-- begin Data section --

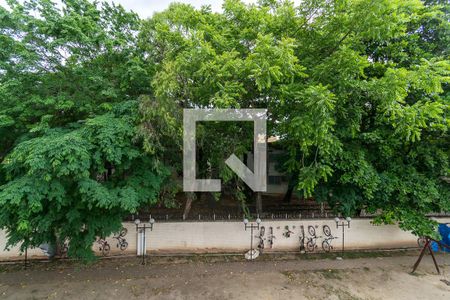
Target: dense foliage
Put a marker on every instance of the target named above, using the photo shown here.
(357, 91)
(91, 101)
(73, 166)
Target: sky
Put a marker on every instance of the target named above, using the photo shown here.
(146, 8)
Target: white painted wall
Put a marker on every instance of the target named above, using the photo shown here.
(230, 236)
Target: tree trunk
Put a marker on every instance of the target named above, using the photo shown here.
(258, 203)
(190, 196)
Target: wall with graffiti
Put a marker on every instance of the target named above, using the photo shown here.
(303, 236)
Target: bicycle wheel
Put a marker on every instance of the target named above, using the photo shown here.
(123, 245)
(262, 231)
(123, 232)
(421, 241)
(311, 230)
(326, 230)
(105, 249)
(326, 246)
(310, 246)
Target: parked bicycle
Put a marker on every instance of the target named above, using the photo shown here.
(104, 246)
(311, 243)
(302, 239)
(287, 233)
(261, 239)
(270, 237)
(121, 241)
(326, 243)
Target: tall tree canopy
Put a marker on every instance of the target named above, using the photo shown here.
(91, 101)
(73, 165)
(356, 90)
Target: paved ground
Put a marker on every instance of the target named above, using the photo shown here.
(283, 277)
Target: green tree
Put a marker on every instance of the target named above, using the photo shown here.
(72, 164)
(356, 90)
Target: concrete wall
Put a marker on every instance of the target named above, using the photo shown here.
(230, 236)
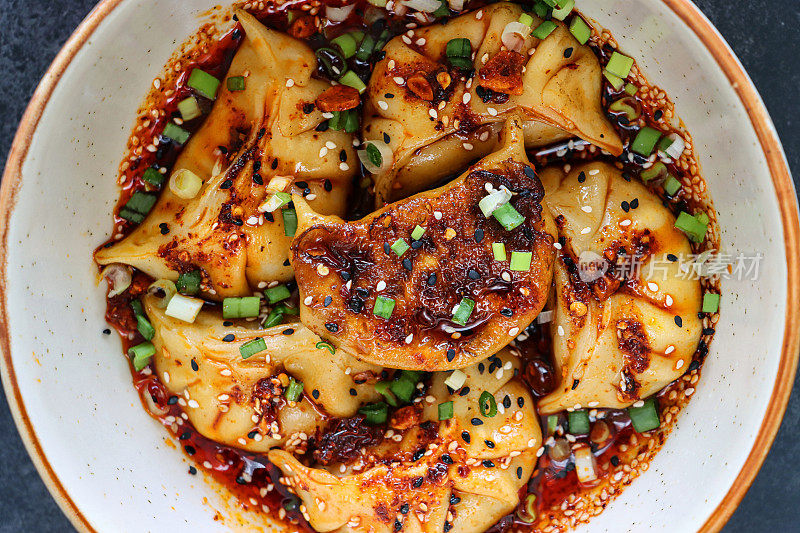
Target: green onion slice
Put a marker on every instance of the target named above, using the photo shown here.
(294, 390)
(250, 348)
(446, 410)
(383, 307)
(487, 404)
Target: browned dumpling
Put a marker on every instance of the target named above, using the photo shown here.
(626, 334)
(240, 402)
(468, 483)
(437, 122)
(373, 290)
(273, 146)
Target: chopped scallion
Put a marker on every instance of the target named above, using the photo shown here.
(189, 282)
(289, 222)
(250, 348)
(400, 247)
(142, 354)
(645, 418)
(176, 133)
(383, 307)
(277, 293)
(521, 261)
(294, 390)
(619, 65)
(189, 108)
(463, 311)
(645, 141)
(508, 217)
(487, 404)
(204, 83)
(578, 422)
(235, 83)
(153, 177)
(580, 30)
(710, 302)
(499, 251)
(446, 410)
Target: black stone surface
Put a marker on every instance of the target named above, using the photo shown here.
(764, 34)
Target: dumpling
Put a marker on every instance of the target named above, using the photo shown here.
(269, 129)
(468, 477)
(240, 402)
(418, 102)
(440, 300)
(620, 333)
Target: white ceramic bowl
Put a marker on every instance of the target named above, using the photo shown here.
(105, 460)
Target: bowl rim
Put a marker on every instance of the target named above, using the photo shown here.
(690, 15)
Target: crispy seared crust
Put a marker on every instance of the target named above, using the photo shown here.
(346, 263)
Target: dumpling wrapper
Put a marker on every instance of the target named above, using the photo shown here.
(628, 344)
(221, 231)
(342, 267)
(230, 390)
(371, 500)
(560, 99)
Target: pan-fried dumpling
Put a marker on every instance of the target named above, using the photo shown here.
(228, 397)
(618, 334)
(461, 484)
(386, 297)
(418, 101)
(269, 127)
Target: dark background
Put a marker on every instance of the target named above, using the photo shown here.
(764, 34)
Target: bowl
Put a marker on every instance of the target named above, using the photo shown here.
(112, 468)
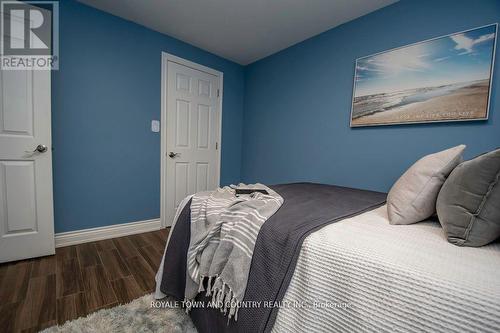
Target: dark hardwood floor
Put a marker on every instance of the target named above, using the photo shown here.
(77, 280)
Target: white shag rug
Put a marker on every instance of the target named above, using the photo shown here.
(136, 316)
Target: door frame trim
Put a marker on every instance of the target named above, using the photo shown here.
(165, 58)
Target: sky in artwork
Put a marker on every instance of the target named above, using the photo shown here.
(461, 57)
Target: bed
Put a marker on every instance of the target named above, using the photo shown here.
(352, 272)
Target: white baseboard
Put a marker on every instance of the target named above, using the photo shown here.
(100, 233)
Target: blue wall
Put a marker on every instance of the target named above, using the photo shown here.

-- end Data section --

(Requirement) Copy all the lines of data exactly as they appear, dropping any images.

(Exercise output)
Target: dense foliage
Put a marker on every instance of the target named above, using the photo shown here.
(357, 91)
(91, 101)
(73, 166)
Target: sky
Put a marker on every instance of the target named above, using the photo shown here.
(146, 8)
Target: white painted wall
Put a marker on every instance of the target named above, using the photo shown here.
(230, 236)
Target: tree trunk
Put a marker on every instance of the target named above, using the photo shown here.
(258, 203)
(190, 196)
Target: wall with graffiti
Put a marker on every instance of the target named above, using the photo shown here.
(303, 236)
Target: bicycle wheel
Put a marker on every instance of the target named above, using the photo shown here.
(123, 245)
(262, 231)
(123, 232)
(421, 241)
(311, 230)
(326, 230)
(105, 249)
(326, 246)
(310, 246)
Target: parked bicycle
Put a marker on every instance of the target named above, using the photo shown here.
(104, 246)
(311, 243)
(302, 239)
(287, 233)
(261, 239)
(270, 237)
(121, 241)
(326, 243)
Target: tall tree canopy
Put a marker on every instance of the target named above, using the photo shown here.
(91, 101)
(73, 165)
(356, 90)
Target: paved ground
Put a marker on every instance of the target named above, using the photo shown here.
(283, 277)
Target: green tree
Put a marker on every instance of the target named above, using the photo shown here.
(72, 164)
(356, 90)
Target: concrete wall
Put a marker on every instance of the target named above, using the photo shown here.
(230, 236)
Target: green onion slice
Put a marker on every instance of the target named above, using the photo shown here.
(294, 390)
(250, 348)
(446, 410)
(383, 307)
(487, 404)
Target: browned dumpling
Put a marker on every instance of the target named above, using the photo shown here.
(626, 334)
(240, 402)
(468, 483)
(437, 122)
(373, 290)
(273, 146)
Target: chopped scallion
Put a marker on every instance of the target named above, using the photo shown here.
(189, 282)
(289, 222)
(250, 348)
(400, 247)
(142, 354)
(645, 418)
(176, 133)
(383, 307)
(277, 293)
(521, 261)
(294, 390)
(619, 65)
(189, 108)
(463, 311)
(645, 141)
(508, 217)
(487, 404)
(204, 83)
(578, 422)
(235, 83)
(153, 177)
(580, 30)
(710, 302)
(499, 251)
(446, 410)
Target: black stone surface
Put a marker on every instance of the target named above, using the photo shown here.
(764, 34)
Target: dumpling
Put a marker on every instance of the target named above, using the photo shown here.
(269, 129)
(468, 477)
(240, 402)
(418, 102)
(440, 300)
(620, 333)
Target: white ceramic bowl
Put a marker on every instance of the target named above, using the photo shown here.
(105, 460)
Target: bowl rim
Put a marker on every instance of the target named above, using the photo shown here.
(690, 15)
Target: crispy seared crust
Put a marker on every instance of the target named above, using the photo shown here.
(346, 263)
Target: dumpling wrapper
Put a marker on every instance of the target named above, using the photo shown here.
(628, 344)
(221, 231)
(342, 267)
(230, 390)
(371, 500)
(560, 99)
Target: pan-fried dumpling
Put a marker on every instance of the target named above, using the photo shown here.
(228, 397)
(618, 334)
(461, 484)
(386, 297)
(418, 101)
(269, 127)
Target: dark background
Put a marker on every instance of the target named above, using the photo shown here.
(764, 34)
Target: bowl
Put a marker on every instance of the target named above, using the photo shown here.
(112, 468)
Target: dark hardwood floor
Put a marker on every instance of the target named above, using the photo shown here.
(77, 280)
Target: white shag rug
Put a marker on every instance of the target named above, using the photo shown here.
(136, 316)
Target: door frame trim
Put a marker on every instance of the target named above, using the photo shown here.
(165, 58)
Target: sky in artwork
Put a marker on every instance of the target named above, using the photo shown here.
(461, 57)
Target: bed
Put a marker on every instance of the target named above, using the photo shown here.
(352, 272)
Target: white baseboard
Put a marker on every instance of the target named above, using the photo shown here.
(100, 233)
Target: blue wall
Put a marker on every instance of the target named above, using the photo shown here.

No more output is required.